Task objective -
Reproduce the data exactly.

[Referring expression data]
──────

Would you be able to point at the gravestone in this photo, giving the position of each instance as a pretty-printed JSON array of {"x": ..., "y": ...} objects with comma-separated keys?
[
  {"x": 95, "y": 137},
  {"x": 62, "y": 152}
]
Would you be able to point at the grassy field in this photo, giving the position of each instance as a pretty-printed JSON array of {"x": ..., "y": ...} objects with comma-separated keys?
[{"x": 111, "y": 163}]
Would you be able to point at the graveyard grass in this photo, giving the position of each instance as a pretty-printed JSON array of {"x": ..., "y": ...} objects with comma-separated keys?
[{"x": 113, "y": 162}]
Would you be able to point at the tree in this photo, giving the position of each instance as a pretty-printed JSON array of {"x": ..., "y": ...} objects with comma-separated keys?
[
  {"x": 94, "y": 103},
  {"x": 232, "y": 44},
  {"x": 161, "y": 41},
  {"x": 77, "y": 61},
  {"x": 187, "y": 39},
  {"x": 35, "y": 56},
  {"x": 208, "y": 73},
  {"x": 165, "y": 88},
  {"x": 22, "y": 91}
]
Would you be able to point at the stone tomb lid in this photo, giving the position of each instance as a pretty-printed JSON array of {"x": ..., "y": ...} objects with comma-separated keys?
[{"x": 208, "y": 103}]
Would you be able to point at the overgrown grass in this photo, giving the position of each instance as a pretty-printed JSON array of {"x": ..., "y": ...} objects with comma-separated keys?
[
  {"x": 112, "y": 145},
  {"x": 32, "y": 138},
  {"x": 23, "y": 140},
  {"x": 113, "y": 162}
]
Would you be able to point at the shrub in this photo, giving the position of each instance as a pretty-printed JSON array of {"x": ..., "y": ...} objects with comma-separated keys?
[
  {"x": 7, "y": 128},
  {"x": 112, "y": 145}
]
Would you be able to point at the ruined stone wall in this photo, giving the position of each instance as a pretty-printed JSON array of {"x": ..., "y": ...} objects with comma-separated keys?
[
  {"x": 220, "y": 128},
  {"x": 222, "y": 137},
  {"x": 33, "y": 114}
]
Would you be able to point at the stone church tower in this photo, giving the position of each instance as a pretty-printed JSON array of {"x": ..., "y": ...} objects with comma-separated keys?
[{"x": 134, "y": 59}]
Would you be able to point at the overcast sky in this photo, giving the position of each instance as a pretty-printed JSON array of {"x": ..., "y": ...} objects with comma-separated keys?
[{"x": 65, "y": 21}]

──────

Task response -
Would you be able to point at the gravestone in this photo, giving the position of each instance as a pretty-printed JSON array of {"x": ..., "y": ...} objects with comma-separated keys?
[
  {"x": 95, "y": 137},
  {"x": 62, "y": 152}
]
Would you be able to point at the grassy field in this photo, giving the position of each instance as a pretty-printed JSON array of {"x": ..., "y": ...} objects with comma-separated keys?
[{"x": 111, "y": 163}]
Would you be able to point at the graveyard grass in this photo, giving the position of each instance as a pretty-printed JSON array of {"x": ..., "y": ...} objects with comma-separated keys?
[{"x": 113, "y": 162}]
Would you be able to point at the tree in this photo, giving the position of each instance as a pretty-printed JSON array of {"x": ..., "y": ...} objects with comma-separated keys?
[
  {"x": 94, "y": 103},
  {"x": 232, "y": 44},
  {"x": 161, "y": 41},
  {"x": 77, "y": 61},
  {"x": 187, "y": 39},
  {"x": 35, "y": 56},
  {"x": 208, "y": 73},
  {"x": 165, "y": 88},
  {"x": 22, "y": 91}
]
Would you be able to point at the stone tomb lid in this photo, giving the position of each instance as a pretty-printed JSON array of {"x": ..., "y": ...} objects with comma-separated keys?
[{"x": 208, "y": 103}]
Would you be able to point at the overgrown grass in this photo, giving the position of each instance as a pretty-printed JSON array of {"x": ..., "y": ...} objects with comma-separated keys?
[
  {"x": 112, "y": 145},
  {"x": 32, "y": 138},
  {"x": 23, "y": 140},
  {"x": 113, "y": 162}
]
Would you be able to point at the shrub in this photo, giving the position of each instance as a pretty-printed JSON array of {"x": ..., "y": ...} objects with comma-separated keys?
[
  {"x": 7, "y": 128},
  {"x": 112, "y": 145}
]
Would you be able to point at the ruined stone wall in this photo, giving the position of each instance as a pretty-printed JSON array of {"x": ..., "y": ...} objects with comma-separated keys?
[
  {"x": 220, "y": 128},
  {"x": 222, "y": 137},
  {"x": 33, "y": 114}
]
Would you be able to point at the stone church tower in this photo, giving the position of each instance as a pretty-printed JSON array of {"x": ..., "y": ...} objects with comma-separated keys?
[{"x": 134, "y": 59}]
Would you be able to point at the overcast sky in this photo, giving the position of each instance as a pretty-printed JSON array of {"x": ..., "y": ...} objects with comma-separated keys?
[{"x": 65, "y": 21}]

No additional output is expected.